Exercice A: D'après le texte sur les conséquences économiques, jusqu'à quel prix le kilogramme de viande peut-il monter ?

Qu’en est-il des conséquences économiques à court et à long termes ?
Les répercussions de cette décision impulsivement révoquée sont d’une gravité considérable pour l’économie algérienne. Les importateurs sont désormais confrontés à des surcoûts et à des retards significatifs, accentués par les perturbations dans les chaînes logistiques.
Ainsi, il semble que le régime algérien, qui, n’avait pas au préalable tenu compte des répercussions économiques de cette décision «puérile» et «impulsive», s’est heurté aux difficultés liées notamment à l’approvisionnement en produits alimentaires, en l’occurrence les viandes rouges, dont le secteur fait face à des difficultés «paralysantes» et une performance «insatisfaisante», selon l’audit lancé par la cour des comptes et annoncé dans son dernier rapport.
Les avertissements préalables de la Cour des Comptes et des professionnels du secteur sont devenus réalité, avec une pénurie imminente de viande, exacerbant non seulement la rareté du produit mais également les tensions sociales dues à une hausse vertigineuse des prix, atteignant jusqu’à 2300 dinars par kilogramme.
Cette situation s’intensifie davantage à l’approche du Ramadan, d’autant plus que le pouvoir d’achat des Algériens est impacté par une inflation croissante. Ces derniers font face à des pénuries quasi-permanentes au cours de ce mois sacré, entraînant la formation de files d’attente interminables et l’exaspération des citoyens.
Et que vient faire une association dite professionnelle dans une décision en relation avec la sécurité alimentaire du pays?

Exercice B: Recopiez uniquement les lignes des enregistrements allant de celle qui contient « Query: white stucco house » jusqu'à la fin des enregistrements, ces deux bornes comprises et les requêtes incluses. Mettez à l'échelle les coordonnées des réponses en les multipliant par 2,3, puis arrondissez-les à l'entier le plus proche, les demis étant arrondis vers le haut.

Données fournies:
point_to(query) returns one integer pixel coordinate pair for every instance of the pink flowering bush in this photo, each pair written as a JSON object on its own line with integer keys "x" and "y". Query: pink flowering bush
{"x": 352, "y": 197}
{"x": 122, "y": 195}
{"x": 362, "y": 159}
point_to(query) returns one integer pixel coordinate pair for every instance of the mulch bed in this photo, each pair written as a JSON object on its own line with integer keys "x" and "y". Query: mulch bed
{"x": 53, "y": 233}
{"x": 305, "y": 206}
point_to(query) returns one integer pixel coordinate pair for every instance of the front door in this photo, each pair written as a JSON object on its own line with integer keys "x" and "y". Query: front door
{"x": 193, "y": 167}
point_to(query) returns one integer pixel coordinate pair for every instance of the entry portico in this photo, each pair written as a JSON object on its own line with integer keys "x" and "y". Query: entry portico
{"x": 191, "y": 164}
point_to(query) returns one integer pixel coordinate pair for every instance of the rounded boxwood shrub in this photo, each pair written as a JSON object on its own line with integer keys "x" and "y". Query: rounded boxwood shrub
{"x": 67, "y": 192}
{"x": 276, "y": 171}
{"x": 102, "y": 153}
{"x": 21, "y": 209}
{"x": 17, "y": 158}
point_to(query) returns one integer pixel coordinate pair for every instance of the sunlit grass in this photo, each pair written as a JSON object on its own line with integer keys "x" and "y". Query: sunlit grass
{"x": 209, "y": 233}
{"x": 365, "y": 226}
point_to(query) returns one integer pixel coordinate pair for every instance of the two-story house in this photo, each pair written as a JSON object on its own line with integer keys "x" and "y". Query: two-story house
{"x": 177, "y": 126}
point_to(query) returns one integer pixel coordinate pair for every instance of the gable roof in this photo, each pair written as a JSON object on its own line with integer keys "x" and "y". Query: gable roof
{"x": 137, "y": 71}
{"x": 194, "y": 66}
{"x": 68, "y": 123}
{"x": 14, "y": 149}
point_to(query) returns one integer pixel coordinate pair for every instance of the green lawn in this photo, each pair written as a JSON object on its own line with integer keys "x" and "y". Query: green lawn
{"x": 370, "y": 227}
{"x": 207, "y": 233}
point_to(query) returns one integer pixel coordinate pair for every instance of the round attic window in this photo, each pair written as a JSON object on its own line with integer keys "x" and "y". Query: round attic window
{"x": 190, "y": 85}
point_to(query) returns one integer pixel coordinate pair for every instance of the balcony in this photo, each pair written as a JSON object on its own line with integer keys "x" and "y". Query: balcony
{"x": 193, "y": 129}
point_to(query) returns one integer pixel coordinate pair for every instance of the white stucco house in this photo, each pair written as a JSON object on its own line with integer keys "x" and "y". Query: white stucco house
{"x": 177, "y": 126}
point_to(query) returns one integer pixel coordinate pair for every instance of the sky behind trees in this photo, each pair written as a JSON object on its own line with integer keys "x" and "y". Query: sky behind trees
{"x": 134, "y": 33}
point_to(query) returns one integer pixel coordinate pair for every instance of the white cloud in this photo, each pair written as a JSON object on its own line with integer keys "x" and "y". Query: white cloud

Réponse complète A: Jusqu'à 2300 dinars par kilogramme.

Réponse complète B:
point_to(query) returns one integer pixel coordinate pair for every instance of the white stucco house in this photo, each pair written as a JSON object on its own line with integer keys "x" and "y". Query: white stucco house
{"x": 407, "y": 290}
point_to(query) returns one integer pixel coordinate pair for every instance of the sky behind trees in this photo, each pair written as a JSON object on its own line with integer keys "x" and "y". Query: sky behind trees
{"x": 308, "y": 76}
point_to(query) returns one integer pixel coordinate pair for every instance of the white cloud in this photo, each pair written as a JSON object on its own line with integer keys "x" and "y". Query: white cloud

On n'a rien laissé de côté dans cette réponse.